For instance, for scanning the FastA-file path/to/myGenome.fa for the top 100 off-target sites of the two TALENs with RVD sequences NN-HD-HD-NI-NN-NG-NN-NG-HD-HD-NG-HD-NI-HD-NG and NN-NG-HD-HD-NG-HD-HD-NI-HD-NI-NI-NN-HD-HD-NG with a distance between monomer target sites of 10 to 20 bp, you start TALENoffer with

java -jar TALENoffer.jar input=path/to/myGenome.fa rvdl="NN-HD-HD-NI-NN-NG-NN-NG-HD-HD-NG-HD-NI-HD-NG" \
rvdr="NN-NG-HD-HD-NG-HD-HD-NI-HD-NI-NI-NN-HD-HD-NG" min=10 max=20 top=100

If you analyze large data sets, for instance complete mammalian genomes, TALENoffer may require a larger amount of memory than is the default in Java. You can increase the memory available to TALENoffer by additional parameters to the Java virtual machine. If you want to start TALENoffer with 512 MB of memory initially, which may be increased to at most 2 GB during the TALENoffer execution, you call

java -Xms512M -Xmx2G -jar TALENoffer.jar input=path/to/myGenome.fa rvdl="NN-HD-HD-NI-NN-NG-NN-NG-HD-HD-NG-HD-NI-HD-NG" \
rvdr="NN-NG-HD-HD-NG-HD-HD-NI-HD-NI-NI-NN-HD-HD-NG" min=10 max=20 top=100

Installing the web-application

The command-line program behind the web-application is a Jar as well, so Java is required on the server running Galaxy. To install this command line program in Galaxy, copy it to the desired destination in the Galaxy tools directory.

The command line application writes its Galaxy tool definition file itself. If you are in the directory containing the command-line program for Galaxy, you can create the tool definition file by calling

java -jar TALENofferWeb.jar --create TALENofferWeb.xml

Afterwards, this directory contains the tool definition file TALENofferWeb.xml. Now you can register TALENoffer in the Galaxy tool_conf.xml file. For details, see the Galaxy tutorial for adding new tools.

--- Questions to answer ---
(A) In the TALENoffer instructions, which two Java virtual machine options start TALENoffer with 512 MB of memory that can grow to at most 2 GB?
(B) List the name of every parameter passed to TALENoffer.jar, after "-jar TALENoffer.jar", in the first command shown in the TALENoffer instructions.

--- Supplied information ---
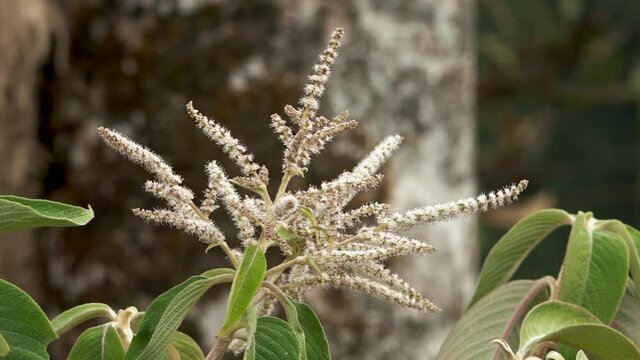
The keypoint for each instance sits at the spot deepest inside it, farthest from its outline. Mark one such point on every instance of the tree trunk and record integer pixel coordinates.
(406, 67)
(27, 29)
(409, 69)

--- Solutions to the tasks ---
(A) -Xms512M -Xmx2G

(B) input, rvdl, rvdr, min, max, top